------ EXTRACTED RECORDS ------

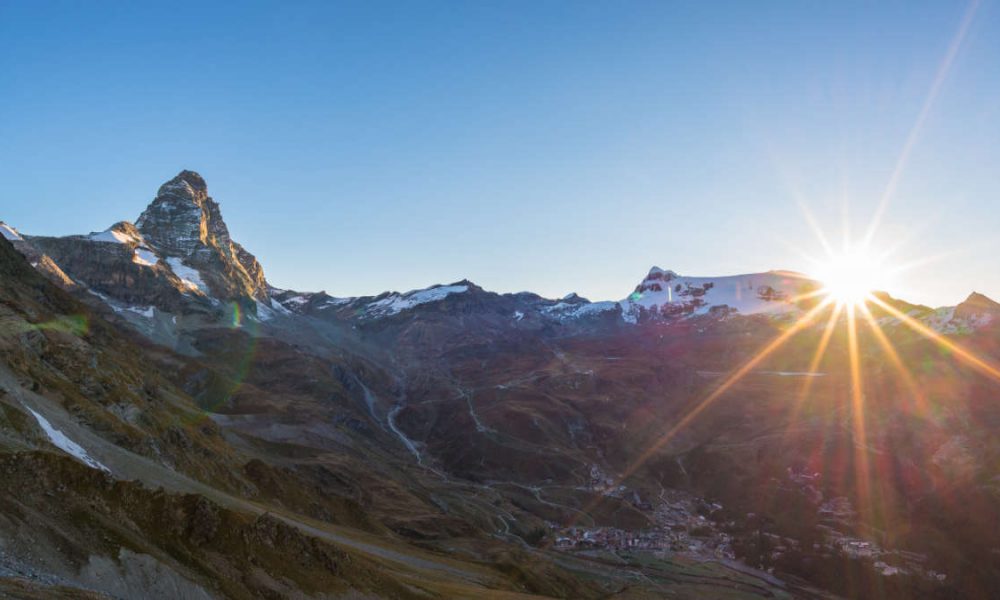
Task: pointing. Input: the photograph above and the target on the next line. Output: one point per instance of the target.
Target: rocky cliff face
(41, 261)
(183, 222)
(178, 258)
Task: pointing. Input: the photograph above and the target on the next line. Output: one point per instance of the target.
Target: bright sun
(850, 278)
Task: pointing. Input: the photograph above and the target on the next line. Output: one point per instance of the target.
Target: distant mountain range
(173, 426)
(177, 266)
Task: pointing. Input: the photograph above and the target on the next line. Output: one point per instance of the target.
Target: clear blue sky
(547, 146)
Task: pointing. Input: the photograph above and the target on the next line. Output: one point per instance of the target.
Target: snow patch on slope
(396, 303)
(666, 292)
(145, 257)
(61, 441)
(190, 277)
(113, 236)
(9, 232)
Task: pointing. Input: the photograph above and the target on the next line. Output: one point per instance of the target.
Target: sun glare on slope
(850, 278)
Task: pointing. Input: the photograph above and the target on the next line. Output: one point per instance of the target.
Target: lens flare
(850, 278)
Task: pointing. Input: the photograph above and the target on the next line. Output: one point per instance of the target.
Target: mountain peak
(184, 222)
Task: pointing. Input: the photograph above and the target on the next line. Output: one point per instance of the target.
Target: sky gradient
(543, 146)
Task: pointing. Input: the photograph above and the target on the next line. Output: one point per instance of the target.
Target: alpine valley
(173, 426)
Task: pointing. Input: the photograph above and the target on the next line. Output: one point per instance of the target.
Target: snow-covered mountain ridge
(179, 258)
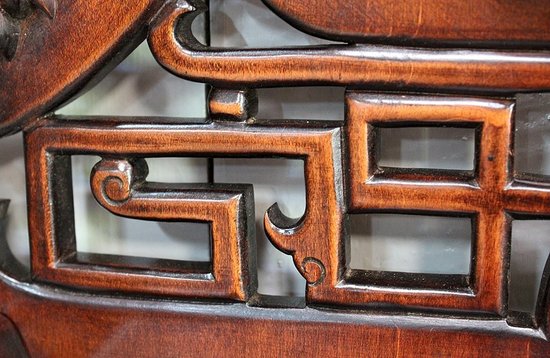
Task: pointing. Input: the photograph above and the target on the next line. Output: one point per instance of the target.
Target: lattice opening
(427, 147)
(532, 135)
(277, 275)
(530, 250)
(99, 232)
(411, 243)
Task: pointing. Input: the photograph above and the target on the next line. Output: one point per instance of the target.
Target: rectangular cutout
(411, 244)
(100, 232)
(426, 147)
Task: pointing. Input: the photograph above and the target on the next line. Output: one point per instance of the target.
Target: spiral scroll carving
(112, 180)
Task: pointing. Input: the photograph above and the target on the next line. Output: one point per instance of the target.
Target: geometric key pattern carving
(342, 177)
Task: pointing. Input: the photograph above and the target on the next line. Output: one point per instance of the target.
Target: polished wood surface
(57, 56)
(493, 23)
(75, 304)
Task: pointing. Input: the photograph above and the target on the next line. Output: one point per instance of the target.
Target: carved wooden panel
(109, 305)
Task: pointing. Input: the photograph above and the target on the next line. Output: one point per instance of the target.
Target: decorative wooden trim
(464, 23)
(47, 156)
(12, 12)
(478, 196)
(174, 46)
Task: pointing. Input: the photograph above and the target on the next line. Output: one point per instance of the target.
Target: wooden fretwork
(462, 67)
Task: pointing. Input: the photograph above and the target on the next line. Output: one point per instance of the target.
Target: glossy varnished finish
(48, 150)
(347, 65)
(58, 323)
(479, 194)
(459, 22)
(76, 304)
(57, 56)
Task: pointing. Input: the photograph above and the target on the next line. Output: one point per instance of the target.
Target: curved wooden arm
(175, 48)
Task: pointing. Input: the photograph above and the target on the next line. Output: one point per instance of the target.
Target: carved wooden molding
(346, 311)
(12, 12)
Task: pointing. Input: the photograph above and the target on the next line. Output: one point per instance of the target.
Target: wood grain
(492, 23)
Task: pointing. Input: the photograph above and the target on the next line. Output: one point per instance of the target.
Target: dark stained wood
(346, 65)
(11, 345)
(59, 323)
(56, 57)
(119, 186)
(76, 304)
(459, 22)
(482, 198)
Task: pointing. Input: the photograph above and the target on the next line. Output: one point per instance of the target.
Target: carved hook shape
(116, 179)
(175, 48)
(12, 12)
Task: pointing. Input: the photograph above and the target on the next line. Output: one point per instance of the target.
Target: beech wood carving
(463, 65)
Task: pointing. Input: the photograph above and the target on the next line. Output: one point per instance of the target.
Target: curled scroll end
(112, 180)
(279, 228)
(542, 312)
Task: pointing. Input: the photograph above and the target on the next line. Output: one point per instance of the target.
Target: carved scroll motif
(174, 46)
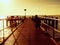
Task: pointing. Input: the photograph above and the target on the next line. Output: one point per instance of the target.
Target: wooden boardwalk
(28, 35)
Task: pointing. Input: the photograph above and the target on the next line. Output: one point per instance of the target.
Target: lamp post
(25, 11)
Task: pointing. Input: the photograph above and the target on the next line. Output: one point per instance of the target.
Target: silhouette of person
(37, 23)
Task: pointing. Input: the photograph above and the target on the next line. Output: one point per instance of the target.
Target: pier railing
(14, 24)
(50, 26)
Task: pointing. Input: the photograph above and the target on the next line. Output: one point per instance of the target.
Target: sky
(40, 7)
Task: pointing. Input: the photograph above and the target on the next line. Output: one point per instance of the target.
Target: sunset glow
(40, 7)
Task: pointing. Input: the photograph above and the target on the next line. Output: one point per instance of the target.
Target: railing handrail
(50, 18)
(11, 33)
(52, 27)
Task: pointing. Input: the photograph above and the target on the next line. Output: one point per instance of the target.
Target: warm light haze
(40, 7)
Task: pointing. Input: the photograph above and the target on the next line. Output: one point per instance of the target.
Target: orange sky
(16, 7)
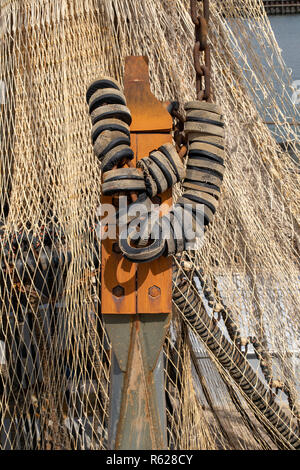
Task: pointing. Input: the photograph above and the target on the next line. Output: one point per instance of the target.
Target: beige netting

------

**TASK BRIEF:** Exclude every picture and copy the remaining data exactly.

**TASK SOLUTION:**
Task: pointing. Input: the photograph above and the target on the next line. Output: one point per instance of the target.
Target: rocky cliff face
(41, 261)
(183, 222)
(178, 258)
Task: pointing. Input: the photograph above and the target on the next line. Output: one point per instance of the target.
Target: bright sun
(850, 278)
Task: pointing. Input: the photograph above and the target on the next line. Output: one point per instance of the target.
Target: distant mountain range
(173, 426)
(177, 266)
Task: pointing. Input: the photograph above and the target on the next line. Output: one point per instance of the target.
Target: clear blue sky
(547, 146)
Task: pointing. Input: the photograph above and the target on the next line. Output: one point per instance of the target.
Target: snow patch on slope
(396, 303)
(666, 292)
(145, 257)
(61, 441)
(190, 277)
(113, 236)
(9, 232)
Task: pointing. Input: the photograph above and the target on the next line. Output: one point per instance of the target.
Target: sun glare on slope
(850, 278)
Task: pointing. Input: the photograph above and the target on the next line. Output: one point per instance of the target.
Target: lens flare
(850, 278)
Task: pointing. Input: the photograph above and the target on the next line. Output: one point per instance of the target.
Target: mountain peak
(184, 222)
Task: pointing. Input: the photograph above and the target on the next line. Output: one point per instance of the target.
Target: sky gradient
(543, 146)
Task: pointing. Input: the photograph above and the target on the next line. Output: one point per instance of the target.
Target: alpine valley
(173, 426)
Task: pointing. Input: the photograph above and the target on the next line. Output: one point per instance of the target.
Target: snow-covered mountain ridge
(179, 258)
Task: pointing. Input: the photograph above and the target on the next line. Output: one point per instance of the target.
Target: lattice opening
(427, 147)
(532, 135)
(277, 275)
(530, 250)
(99, 232)
(411, 243)
Task: pointing. Input: the photograph above and the target on the next line. Output: one point per instance of the target.
Target: rectangular cutout
(411, 244)
(100, 232)
(426, 147)
Task: pointing. Input: the photograph above and the target on the next line. Output: one point per instance of the target.
Target: spiral scroll carving
(112, 180)
Task: pointing. Input: the photograph above and the target on the next line. Output: one point per instance of the target.
Target: geometric key pattern carving
(342, 177)
Task: pointing. Input: the photograph above and the target on the next line. Output: one point per instance of the target.
Target: polished wood surface
(57, 56)
(493, 23)
(75, 304)
Task: pointing. Input: the photograph above and the target on the next line. Output: one point per instance of the target.
Target: carved wooden panel
(109, 305)
Task: pointing. Input: the photograph above and the target on the next line. Output: one point per instance of the target.
Target: decorative wooden trim
(464, 23)
(47, 156)
(12, 12)
(478, 196)
(174, 46)
Task: pointing. Input: the photograph above and the target on the next line. Output: one point per instance of the target.
Target: wooden fretwork
(462, 67)
Task: pointing. Input: the photograph above and the target on the next line. Output: one point per instance of the target.
Target: glossy varnished finish
(48, 150)
(347, 65)
(58, 323)
(479, 194)
(459, 22)
(76, 304)
(57, 56)
Task: pointing. Input: the photograph above and the target on the next line. Output: one point per instance of the target.
Target: curved wooden arm
(175, 48)
Task: pointing. Input: the photograph above and the target on the next line. Output: one point per instance of the target.
Target: carved wooden molding
(346, 311)
(12, 12)
Task: pointing. Input: the photograph above and the target on the next line. Output: one point per instance of the target.
Target: wood grain
(492, 23)
Task: pointing. Input: the photograph above and the target on the next line. Output: one point per instance of the target.
Target: dark stained wood
(346, 65)
(11, 345)
(59, 323)
(56, 57)
(119, 186)
(76, 304)
(459, 22)
(482, 198)
Task: pointing. Input: the photograph above and the target on the next line. Output: one point per instance of the target.
Target: carved hook shape
(116, 179)
(175, 48)
(12, 12)
Task: pointing. Input: the photograph above and the target on the next line. Output: one point per instance of the target.
Target: beech wood carving
(463, 65)
Task: pointing. Input: the photograph above and the target on the next line. Output: one point per instance of the target.
Target: curled scroll end
(112, 180)
(279, 228)
(542, 312)
Task: pointing. Input: the photograph above and the target on the next line. Output: one point per instance of the target.
Target: carved scroll motif
(174, 46)
Task: pointing. Input: the photograph above and the target on the next line. Output: one point per instance of the target.
Target: wooden boardwalk
(28, 35)
Task: pointing. Input: the photograph above and the target on the next line. Output: one point per instance of the target.
Target: lamp post
(25, 11)
Task: pointing. Input: the photograph above and the target on the next line. Output: one point per instance of the target.
Target: silhouette of person
(37, 23)
Task: pointing. Input: the photograph above and the target on the next line. Output: one point per instance of the target.
Target: pier railing
(14, 24)
(50, 26)
Task: pointing. Input: the photograph above and the target on the next line. Output: one point per instance of the target.
Target: sky
(40, 7)
Task: pointing. Input: the photograph above and the target on the next line. Output: one point per instance of the target.
Target: sunset glow
(40, 7)
Task: pointing. Input: the photograph above and the target on the next line. Output: one point per instance of the target.
Target: railing handrail
(50, 18)
(11, 33)
(52, 27)
Task: pointing. Input: the photograph above and the target on the next line. Output: one point per instance of the target.
Target: warm light haze
(40, 7)
Task: pointing. Input: the photograph above and the target on the next line. Output: one point per instance of the target.
Target: orange sky
(16, 7)
Task: pointing. Input: the photograph above and the target on the next line. Output: one point per instance of the target.
Target: beige netting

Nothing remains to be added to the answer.